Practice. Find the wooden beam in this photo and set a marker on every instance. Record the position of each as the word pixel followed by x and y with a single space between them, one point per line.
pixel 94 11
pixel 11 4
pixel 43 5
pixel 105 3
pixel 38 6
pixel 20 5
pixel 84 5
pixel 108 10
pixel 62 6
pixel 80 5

* **The exercise**: Rewrite the lines above with "wooden beam" replaced by "steel girder", leaving everything else untouched.

* **Response to this task**:
Practice. Find the steel girder in this photo and set a marker on every instance. Record the position of each as the word pixel followed by x and y with a single space between them, one point per line.
pixel 94 11
pixel 11 4
pixel 43 5
pixel 105 3
pixel 38 6
pixel 20 5
pixel 84 5
pixel 108 10
pixel 62 6
pixel 80 5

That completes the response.